PROBLEM TO WORK ON ->
Write out the rows below again, character for character, leaving out the pictures.

Picture annotation records
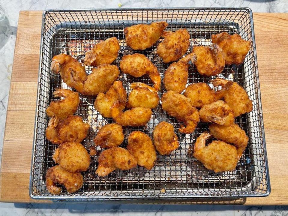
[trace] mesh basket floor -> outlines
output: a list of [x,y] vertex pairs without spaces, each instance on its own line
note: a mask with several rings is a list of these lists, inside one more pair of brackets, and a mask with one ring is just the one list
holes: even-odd
[[[212,14],[218,16],[221,10],[214,10],[214,13]],[[210,45],[212,34],[222,32],[230,34],[239,34],[243,38],[250,40],[253,45],[254,43],[252,40],[249,11],[247,11],[247,9],[234,11],[227,10],[226,13],[231,13],[232,17],[223,20],[220,19],[221,17],[218,20],[215,19],[216,17],[212,19],[212,17],[208,19],[207,15],[203,19],[203,14],[200,19],[196,19],[197,17],[192,19],[194,13],[197,12],[199,15],[201,10],[188,10],[187,14],[185,14],[186,16],[189,13],[192,15],[191,20],[188,20],[187,17],[183,18],[184,14],[183,11],[185,10],[160,10],[157,11],[157,14],[152,12],[150,16],[148,12],[150,11],[148,10],[142,10],[141,15],[138,10],[129,11],[131,11],[131,14],[128,15],[127,11],[115,11],[117,16],[113,15],[112,12],[110,14],[110,11],[95,11],[92,13],[90,10],[75,12],[51,11],[46,12],[44,15],[45,19],[39,74],[38,111],[30,185],[32,196],[38,198],[77,200],[77,198],[86,198],[97,200],[106,198],[193,197],[266,194],[268,188],[268,170],[265,159],[261,104],[258,98],[259,86],[254,50],[255,48],[253,46],[243,64],[238,66],[226,66],[223,72],[218,76],[211,77],[202,76],[193,65],[191,66],[189,71],[188,85],[203,82],[208,84],[212,87],[213,86],[210,82],[212,79],[216,77],[223,78],[236,82],[243,86],[253,101],[253,111],[238,117],[235,120],[235,122],[245,131],[249,138],[248,146],[235,170],[215,173],[206,169],[201,163],[197,161],[192,156],[194,143],[200,134],[208,130],[208,124],[200,122],[193,133],[189,134],[181,134],[178,130],[181,122],[168,116],[162,109],[160,102],[160,104],[153,110],[152,118],[146,125],[138,128],[124,128],[125,139],[120,146],[126,146],[128,135],[132,131],[140,130],[152,137],[155,126],[164,121],[171,123],[174,126],[180,143],[178,149],[167,156],[160,156],[158,153],[157,160],[151,170],[137,166],[129,170],[117,170],[106,177],[100,177],[95,173],[98,166],[98,157],[103,150],[98,147],[97,148],[98,154],[92,158],[89,169],[82,173],[84,183],[79,191],[74,194],[69,194],[63,187],[62,193],[60,196],[49,194],[45,185],[45,175],[48,169],[56,165],[52,156],[57,146],[45,138],[45,130],[49,121],[45,110],[51,100],[58,99],[53,98],[52,93],[54,90],[59,88],[71,89],[62,81],[59,75],[53,74],[49,69],[53,56],[65,53],[83,62],[85,52],[91,49],[93,45],[109,38],[116,37],[119,41],[120,49],[119,56],[113,64],[118,66],[124,55],[136,53],[145,55],[157,67],[162,78],[161,88],[159,92],[160,98],[165,92],[163,83],[164,72],[170,64],[164,63],[156,53],[157,46],[163,39],[160,39],[151,47],[145,50],[133,50],[126,46],[123,33],[125,27],[138,23],[150,23],[152,21],[163,20],[169,24],[167,30],[175,31],[185,28],[191,36],[188,53],[194,46]],[[178,13],[176,14],[175,11],[178,11]],[[201,13],[205,14],[205,11],[204,10]],[[181,12],[182,16],[179,16]],[[244,21],[241,21],[243,23],[235,18],[237,16],[237,16],[242,17],[242,20],[246,19]],[[172,13],[170,20],[169,19],[169,13]],[[89,13],[91,14],[91,17]],[[146,20],[143,18],[146,17],[143,14],[146,15]],[[119,20],[118,16],[120,14],[123,20]],[[100,19],[99,14],[101,15],[103,20],[95,20],[96,17]],[[166,16],[164,14],[166,14]],[[176,19],[173,18],[174,15]],[[105,16],[109,18],[106,20],[105,19]],[[133,19],[130,18],[130,16]],[[87,20],[85,19],[86,17],[88,20]],[[116,21],[116,17],[118,20]],[[112,24],[110,23],[112,20],[113,21]],[[86,67],[88,73],[91,72],[92,68]],[[123,82],[123,86],[128,92],[130,91],[130,84],[133,82],[141,82],[152,85],[149,78],[146,76],[135,78],[122,73],[118,80]],[[82,142],[88,150],[94,145],[93,140],[97,131],[103,125],[113,122],[111,119],[103,117],[95,110],[93,106],[95,98],[81,95],[80,104],[76,113],[91,125],[88,136]],[[163,190],[162,192],[161,192],[163,189],[165,189],[164,193],[163,192]]]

TASK RESPONSE ->
[trace] mesh basket floor -> outlines
output: a list of [x,y] vertex pairs without spaces, each instance on its own line
note: a mask with several rings is a list of these lists, inside one more pair of brackets, and a mask with one ring is just the one list
holes: even-odd
[[[212,14],[218,16],[221,10],[214,10],[214,13]],[[210,45],[212,34],[222,32],[230,34],[239,34],[243,38],[250,40],[253,45],[254,43],[252,40],[249,11],[247,11],[247,9],[234,11],[227,10],[226,13],[231,13],[232,17],[223,20],[220,19],[221,17],[218,20],[215,19],[216,17],[212,19],[212,17],[208,19],[207,15],[203,19],[203,14],[200,19],[196,19],[197,17],[192,19],[194,13],[197,12],[199,15],[201,10],[188,10],[187,14],[185,14],[186,16],[189,13],[192,15],[191,20],[188,20],[187,17],[183,18],[184,14],[183,11],[185,10],[160,10],[157,11],[157,14],[152,12],[150,16],[148,12],[150,11],[148,10],[142,10],[141,15],[138,10],[129,11],[131,11],[131,14],[128,15],[127,11],[115,11],[117,16],[113,15],[112,12],[110,14],[110,11],[95,11],[92,13],[90,10],[75,12],[51,11],[46,12],[44,15],[45,19],[39,74],[38,111],[30,185],[32,196],[38,198],[77,200],[77,198],[86,198],[97,200],[106,198],[193,197],[266,194],[268,188],[268,170],[265,159],[261,104],[258,98],[259,86],[254,50],[255,48],[253,46],[243,64],[238,66],[226,66],[223,72],[218,76],[211,77],[202,76],[193,65],[191,66],[189,71],[188,85],[203,82],[208,84],[212,87],[213,86],[210,82],[212,79],[216,77],[223,78],[236,82],[243,86],[253,101],[253,111],[238,117],[235,120],[235,122],[245,131],[249,138],[248,146],[235,170],[215,173],[206,169],[201,163],[197,161],[192,156],[194,143],[200,134],[208,130],[208,124],[200,122],[193,133],[189,134],[181,134],[178,130],[181,122],[168,116],[162,109],[160,102],[160,104],[153,110],[152,118],[146,125],[138,128],[124,128],[125,139],[120,146],[126,146],[128,135],[132,131],[140,130],[152,137],[155,126],[164,121],[171,123],[174,126],[180,143],[178,149],[167,156],[160,156],[158,153],[157,160],[151,170],[137,166],[129,170],[117,170],[106,177],[100,177],[95,173],[98,166],[98,157],[103,150],[98,147],[97,148],[98,154],[92,158],[89,169],[82,173],[84,183],[79,191],[74,194],[69,194],[63,187],[62,193],[60,196],[49,194],[45,185],[45,175],[48,169],[56,165],[52,156],[57,146],[45,138],[45,130],[49,121],[45,110],[51,100],[58,99],[53,98],[52,93],[54,90],[59,88],[71,89],[62,81],[59,75],[53,74],[49,69],[53,56],[65,53],[83,62],[85,52],[91,49],[93,45],[109,38],[116,37],[119,41],[120,49],[119,56],[113,64],[118,66],[124,55],[136,53],[145,55],[157,67],[162,78],[161,88],[159,92],[160,98],[165,92],[163,83],[164,72],[170,64],[164,63],[156,53],[157,46],[163,39],[160,39],[151,47],[145,50],[133,50],[126,46],[123,33],[125,27],[138,23],[150,23],[152,21],[163,20],[169,24],[167,30],[175,31],[185,28],[191,36],[188,53],[194,46]],[[178,13],[176,14],[175,11],[178,11]],[[201,13],[205,14],[205,11],[204,10]],[[181,12],[182,16],[179,16]],[[244,21],[241,21],[243,23],[235,18],[237,16],[237,16],[242,17],[242,20],[246,19]],[[172,13],[170,20],[169,19],[169,13]],[[89,13],[91,14],[91,17]],[[146,20],[143,18],[146,17],[143,14],[146,15]],[[119,20],[118,16],[120,14],[123,20]],[[100,19],[99,14],[101,15],[103,20],[95,20],[96,17]],[[166,16],[164,14],[166,14]],[[176,19],[173,18],[174,15]],[[105,16],[109,18],[106,20],[105,19]],[[133,19],[130,18],[130,16]],[[87,20],[85,19],[86,17],[88,20]],[[116,21],[116,17],[118,20]],[[112,24],[110,23],[112,20],[113,21]],[[86,67],[88,73],[91,72],[92,68]],[[123,82],[123,86],[128,92],[130,91],[130,84],[133,82],[141,82],[152,85],[149,78],[146,76],[135,78],[122,73],[118,80]],[[82,142],[88,150],[94,145],[93,140],[97,131],[103,125],[113,122],[111,119],[103,117],[95,110],[93,106],[95,98],[81,95],[80,104],[76,113],[91,125],[88,136]],[[163,190],[162,192],[161,192],[163,189],[165,189],[164,193],[163,192]]]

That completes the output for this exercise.